Source document>
****************

For centuries, the only way to get a shoe to stick on a horse’s hoof was to nail it on. Sometimes that didn’t work because the feet were in too poor condition to hold the nails. Compounding the problem was when a nail was driven into the hoof wall-even a healthy hoof-it weakened the wall.
If a farrier starts with a brittle or crumbling hoof, yet still manages to get nails and clips to hold, only the portion of the hoof wall with integrity will bear the added stress of holding on the shoe. It, too, will soon become damaged. It’s a Catch-22: Leave the shoe off a bad foot and it gets worse; nail the shoe on to protect the hoof, and it may solve one problem yet cause another.
In the last decade, researchers have tested different types of glue-on shoes and methods of attaching them. The most widely accepted of these shoes, the Sigafoos Series Glu-On, was termed a “composite” because it consisted of a traditional shoe, a polyurethane pad and a braided fabric cup.

****************

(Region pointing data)
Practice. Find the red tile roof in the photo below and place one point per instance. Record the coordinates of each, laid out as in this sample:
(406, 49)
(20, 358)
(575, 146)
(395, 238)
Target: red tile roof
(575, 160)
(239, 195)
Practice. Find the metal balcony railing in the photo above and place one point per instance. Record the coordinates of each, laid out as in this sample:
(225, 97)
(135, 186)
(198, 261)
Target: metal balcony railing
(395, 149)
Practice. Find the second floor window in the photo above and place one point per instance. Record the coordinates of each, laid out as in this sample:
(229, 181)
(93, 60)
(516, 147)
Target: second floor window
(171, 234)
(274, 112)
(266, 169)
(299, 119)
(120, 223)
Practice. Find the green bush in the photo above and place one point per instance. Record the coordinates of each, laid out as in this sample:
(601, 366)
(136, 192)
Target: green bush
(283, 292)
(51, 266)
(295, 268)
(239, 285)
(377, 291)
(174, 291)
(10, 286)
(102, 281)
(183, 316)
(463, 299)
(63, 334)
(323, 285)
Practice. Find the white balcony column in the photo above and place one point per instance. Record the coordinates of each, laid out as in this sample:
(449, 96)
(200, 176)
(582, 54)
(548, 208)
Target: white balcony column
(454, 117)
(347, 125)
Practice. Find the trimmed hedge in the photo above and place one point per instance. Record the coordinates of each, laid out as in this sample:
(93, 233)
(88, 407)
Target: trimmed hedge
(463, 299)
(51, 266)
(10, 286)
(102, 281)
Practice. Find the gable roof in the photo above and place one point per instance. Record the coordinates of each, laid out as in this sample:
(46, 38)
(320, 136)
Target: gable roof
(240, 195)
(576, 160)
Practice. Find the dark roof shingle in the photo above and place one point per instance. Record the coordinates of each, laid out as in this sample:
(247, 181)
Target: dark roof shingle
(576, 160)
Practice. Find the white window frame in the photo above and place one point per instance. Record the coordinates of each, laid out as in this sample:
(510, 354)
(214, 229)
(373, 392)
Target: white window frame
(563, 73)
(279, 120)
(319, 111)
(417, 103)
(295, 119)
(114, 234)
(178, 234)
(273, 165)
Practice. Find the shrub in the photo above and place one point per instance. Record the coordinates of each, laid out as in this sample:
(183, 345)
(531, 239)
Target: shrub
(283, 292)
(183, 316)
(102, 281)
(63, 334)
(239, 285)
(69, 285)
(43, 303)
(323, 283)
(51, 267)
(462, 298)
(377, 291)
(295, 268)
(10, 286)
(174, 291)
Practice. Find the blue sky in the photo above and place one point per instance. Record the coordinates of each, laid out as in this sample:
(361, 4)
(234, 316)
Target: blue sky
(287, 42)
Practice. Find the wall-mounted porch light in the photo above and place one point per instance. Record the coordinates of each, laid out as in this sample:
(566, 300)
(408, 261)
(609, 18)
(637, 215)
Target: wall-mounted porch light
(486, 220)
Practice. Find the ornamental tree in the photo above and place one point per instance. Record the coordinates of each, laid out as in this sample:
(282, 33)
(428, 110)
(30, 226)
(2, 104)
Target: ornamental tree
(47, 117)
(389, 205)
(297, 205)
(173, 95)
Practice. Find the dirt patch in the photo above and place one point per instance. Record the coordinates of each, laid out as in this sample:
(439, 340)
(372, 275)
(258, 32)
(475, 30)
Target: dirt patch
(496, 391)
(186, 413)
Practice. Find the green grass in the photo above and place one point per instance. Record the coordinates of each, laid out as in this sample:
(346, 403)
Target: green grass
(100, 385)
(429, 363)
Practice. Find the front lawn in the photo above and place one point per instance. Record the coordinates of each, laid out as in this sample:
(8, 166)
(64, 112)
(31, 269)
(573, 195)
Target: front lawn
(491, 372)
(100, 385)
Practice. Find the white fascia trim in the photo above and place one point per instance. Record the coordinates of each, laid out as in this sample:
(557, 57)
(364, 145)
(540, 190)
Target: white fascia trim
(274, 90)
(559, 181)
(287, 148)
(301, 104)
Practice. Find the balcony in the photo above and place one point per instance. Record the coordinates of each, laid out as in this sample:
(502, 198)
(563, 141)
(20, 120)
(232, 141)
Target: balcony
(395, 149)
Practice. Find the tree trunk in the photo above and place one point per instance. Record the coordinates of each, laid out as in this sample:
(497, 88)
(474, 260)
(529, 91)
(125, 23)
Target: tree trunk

****************

Task brief> Continue the passage about attaching shoes to horses' hooves, starting right after its last sentence.

Written answer>
To glue the shoe on, the fabric is soaked with acrylic adhesive and the cuff taped in place on the hoof for 10 minutes until the bonding material dries. Sigafoos now offers the Sigafoos Series II Glu-On shoes.
The Series II is a two-component shoe-a plate and a cuff. You just draw the outline of the horse’s foot on the plate and cut it out with a jigsaw. It’s very easy to use, and a lot of owners are doing it themselves now. The cuff glues directly to the plate. You don’t have to hammer anything or awkwardly bend a piece of steel.
It’s a very simple, easy system that gives tremendous latitude as to what kind of shoe to make: heart-bar, egg-bar, full plate, hospital plate and different types of treaded shoes, Sigafoos said.
Stronger Hoof Walls
Unlike nail-on shoes that concentrate stress on the segments where nails bind the shoe to the hoof wall, bonding the cuff to the hoof wall provides a much larger surface area to dissipate the load every time a horse’s foot hits the ground. Continuous stress at the nail holes when a horse takes a step creates structural damage to the hoof wall. However, when glue-on shoes eliminate this problem, the hoof wall is able to develop healthier and stronger. Horses with problem hooves especially benefit from the new technology.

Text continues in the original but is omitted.